» **What to work on**:
Retype everything in the text on the Singularity and superexponential growth from "Now I’ve argued" down to "a log scale.".

It’s a question of some interest whether the Singularity will consist of just more exponential growth, or whether some superexponential growth mode is likely to happen (or is even possible), such as would be required for a real mathematical singularity.
On the side of exponential growth, as I pointed out here, is the fact that just about every actual mechanism for growth is actually exponential. The exceptions are exogenous: instead of something growing, some outside outside phenomenon is adding to what is counted as the something. In some corners of economics, trading and speculation analysis in particular, this is known as “herding.”
Now I’ve argued for years that that would in fact happen in AI over approximately the coming decade. The cause would be that as the capabilities of AI moved up across some threshold of effectiveness, mainstream investors would become interested and begin to pour money into it.
A super-exponential is not easy to tell from an exponential looking at a regular graph. They both take off through the roof on a big enough scale. But if you graph them on a log scale, the exponential is always a straight line, and the super-exponential curves upwards. Thus, the shift between one ordinary exponential growth mode and another with a higher exponent will be a super-exponential fillet curve between the two straight ones representing the successive growth modes on a log scale.

» **Records shown**:
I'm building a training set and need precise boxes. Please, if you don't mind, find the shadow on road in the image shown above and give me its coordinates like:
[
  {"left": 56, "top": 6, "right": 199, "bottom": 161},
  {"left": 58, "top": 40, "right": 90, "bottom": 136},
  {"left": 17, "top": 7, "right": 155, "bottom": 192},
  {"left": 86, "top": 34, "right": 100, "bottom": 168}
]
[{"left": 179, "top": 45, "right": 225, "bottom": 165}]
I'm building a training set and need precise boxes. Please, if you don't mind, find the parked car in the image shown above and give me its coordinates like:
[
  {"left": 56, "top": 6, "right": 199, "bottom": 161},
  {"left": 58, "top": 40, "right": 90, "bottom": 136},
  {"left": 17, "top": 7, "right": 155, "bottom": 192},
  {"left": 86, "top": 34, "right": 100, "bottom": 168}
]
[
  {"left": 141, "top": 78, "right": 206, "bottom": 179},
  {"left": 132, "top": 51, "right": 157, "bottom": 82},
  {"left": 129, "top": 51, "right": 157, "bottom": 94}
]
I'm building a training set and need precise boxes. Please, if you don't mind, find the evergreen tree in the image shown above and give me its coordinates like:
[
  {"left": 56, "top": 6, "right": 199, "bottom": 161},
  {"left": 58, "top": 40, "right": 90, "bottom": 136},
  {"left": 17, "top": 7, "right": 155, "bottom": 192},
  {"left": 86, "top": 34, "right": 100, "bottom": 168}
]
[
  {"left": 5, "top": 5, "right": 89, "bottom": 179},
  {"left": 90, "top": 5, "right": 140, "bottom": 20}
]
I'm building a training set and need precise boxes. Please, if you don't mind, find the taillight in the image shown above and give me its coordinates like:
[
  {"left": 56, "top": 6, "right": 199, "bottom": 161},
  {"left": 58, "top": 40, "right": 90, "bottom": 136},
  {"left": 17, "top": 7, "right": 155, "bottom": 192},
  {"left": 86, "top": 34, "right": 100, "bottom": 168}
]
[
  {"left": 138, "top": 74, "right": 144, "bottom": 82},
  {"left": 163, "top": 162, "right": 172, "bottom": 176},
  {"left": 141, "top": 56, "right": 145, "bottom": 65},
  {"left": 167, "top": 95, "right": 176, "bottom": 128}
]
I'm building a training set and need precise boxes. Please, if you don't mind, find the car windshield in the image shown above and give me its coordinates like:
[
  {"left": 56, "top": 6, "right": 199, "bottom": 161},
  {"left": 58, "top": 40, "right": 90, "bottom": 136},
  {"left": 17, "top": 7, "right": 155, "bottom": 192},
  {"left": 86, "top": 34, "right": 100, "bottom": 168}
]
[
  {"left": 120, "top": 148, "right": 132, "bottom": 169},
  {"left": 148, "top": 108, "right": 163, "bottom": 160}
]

» **Response to this task**:
Now I’ve argued for years that that would in fact happen in AI over approximately the coming decade. The cause would be that as the capabilities of AI moved up across some threshold of effectiveness, mainstream investors would become interested and begin to pour money into it.
A super-exponential is not easy to tell from an exponential looking at a regular graph. They both take off through the roof on a big enough scale. But if you graph them on a log scale, the exponential is always a straight line, and the super-exponential curves upwards. Thus, the shift between one ordinary exponential growth mode and another with a higher exponent will be a super-exponential fillet curve between the two straight ones representing the successive growth modes on a log scale.